* start *

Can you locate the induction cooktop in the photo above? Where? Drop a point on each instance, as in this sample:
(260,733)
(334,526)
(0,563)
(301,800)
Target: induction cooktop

* end *

* The task:
Convert every line of the items above into a JSON list of strings, with one string per line and blank lines omitted.

* Task output:
[
  "Can you locate the induction cooktop in the photo above? Where? Drop a point on each instance, as in this sample:",
  "(260,733)",
  "(334,526)",
  "(0,563)",
  "(301,800)",
  "Target: induction cooktop"
]